**Passage given**:
= Willy van Ryckeghem =

Belgian economist and consumerist

Willy van Ryckeghem (Ghent, 1935) is a Belgian economist and consumerist who devoted much of his career to Latin America. He studied economics in Ghent, Copenhagen and Paris and taught Business cycles at Vrije Universiteit Brussel and Econometrics at Ghent University from 1968 to 1982. He was also visiting Associate Professor at the University of North Carolina at Chapel Hill in 1963-64 and Visiting Professor at the Universiti Sains Malaysia in Penang in 1976.

His first experience in Latin America was in Argentina at the Consejo Nacional de Desarrollo (Conade) in 1964-65 where he worked under the auspices of the Harvard Development Advisory Service (DAS). He teamed with British economist Geoffrey Maynard to develop a stabilization model which was applied by the following administration during the period 1967-1970. After initial success in reducing the inflation rate from 22 to 7 percent without causing a major recession, the stabilization effort broke down in 1970 after a meat shortage caused a new inflationary shock. He also teamed with Hernan Aldabe to develop the first simulation model of the Argentine cattle stock.

His next assignment was under the auspices of the so-called Berkeley-Group in Brazil at the newly created IPEA, where he constructed the country`s first input-output table for 1959. In addition, he invented an exact formula for determining the technology matrix in a situation with secondary products.

In 1972-73, he joined the University of Michigan team of economic advisors to the Planning Ministry of Morocco. This resulted in the publication of the collective book Employment Problems and Policies in Developing Countries-The Case of Morocco of which he was the editor at the Rotterdam University Press in 1976.

In 1974, he became President of the prestigious Belgian Statistical Society. The same year, he published in the International Statistical Review an original method for estimating measurement errors in national account statistics. He was invited as keynote speaker at the Commemoration of the 100th Anniversary of the death of Adolphe Quetelet.

**Provided material**:
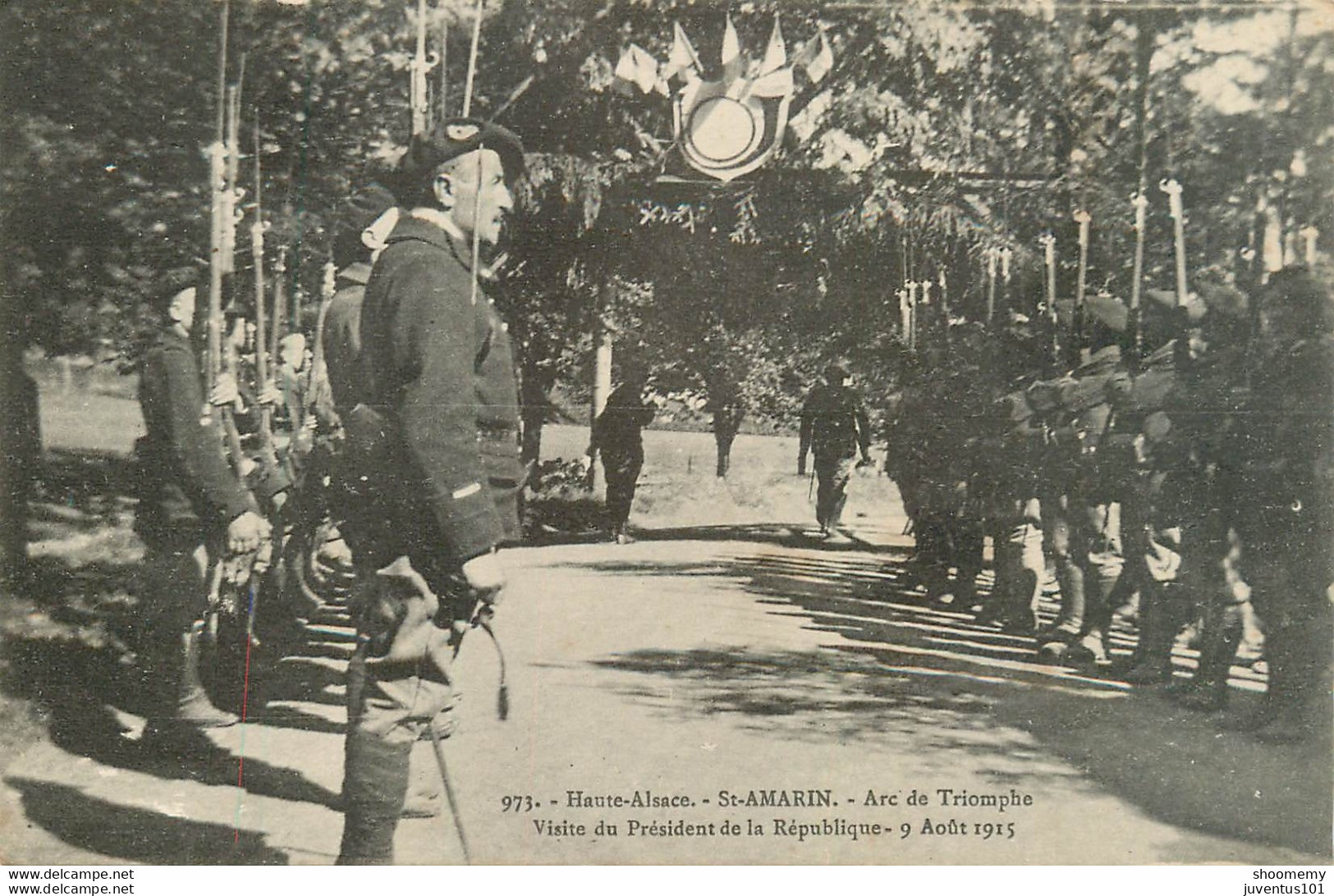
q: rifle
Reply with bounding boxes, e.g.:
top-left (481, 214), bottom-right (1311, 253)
top-left (986, 247), bottom-right (999, 328)
top-left (200, 0), bottom-right (250, 478)
top-left (1071, 209), bottom-right (1093, 365)
top-left (268, 245), bottom-right (287, 386)
top-left (305, 260), bottom-right (337, 423)
top-left (251, 112), bottom-right (277, 471)
top-left (1158, 180), bottom-right (1186, 308)
top-left (408, 0), bottom-right (440, 137)
top-left (1038, 233), bottom-right (1062, 368)
top-left (1126, 190), bottom-right (1148, 375)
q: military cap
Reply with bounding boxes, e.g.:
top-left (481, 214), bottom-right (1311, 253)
top-left (399, 119), bottom-right (523, 192)
top-left (149, 265), bottom-right (204, 313)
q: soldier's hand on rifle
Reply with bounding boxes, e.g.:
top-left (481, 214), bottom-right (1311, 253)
top-left (463, 552), bottom-right (504, 604)
top-left (209, 371), bottom-right (241, 408)
top-left (227, 510), bottom-right (273, 553)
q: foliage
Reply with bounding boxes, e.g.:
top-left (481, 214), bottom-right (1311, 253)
top-left (0, 0), bottom-right (1334, 437)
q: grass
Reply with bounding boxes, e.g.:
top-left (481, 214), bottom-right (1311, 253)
top-left (0, 371), bottom-right (894, 766)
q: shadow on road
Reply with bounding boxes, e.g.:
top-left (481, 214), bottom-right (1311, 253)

**Brief A**: According to the passage about Willy van Ryckeghem, in what year did he become President of the Belgian Statistical Society?
**Brief B**: Reproduce the part of the passage about Willy van Ryckeghem starting with "In 1972-73, he" and going on through "Press in 1976.".
The rows have nothing to do with the passage about Willy van Ryckeghem.

**Full output A**: 1974

**Full output B**:
In 1972-73, he joined the University of Michigan team of economic advisors to the Planning Ministry of Morocco. This resulted in the publication of the collective book Employment Problems and Policies in Developing Countries-The Case of Morocco of which he was the editor at the Rotterdam University Press in 1976.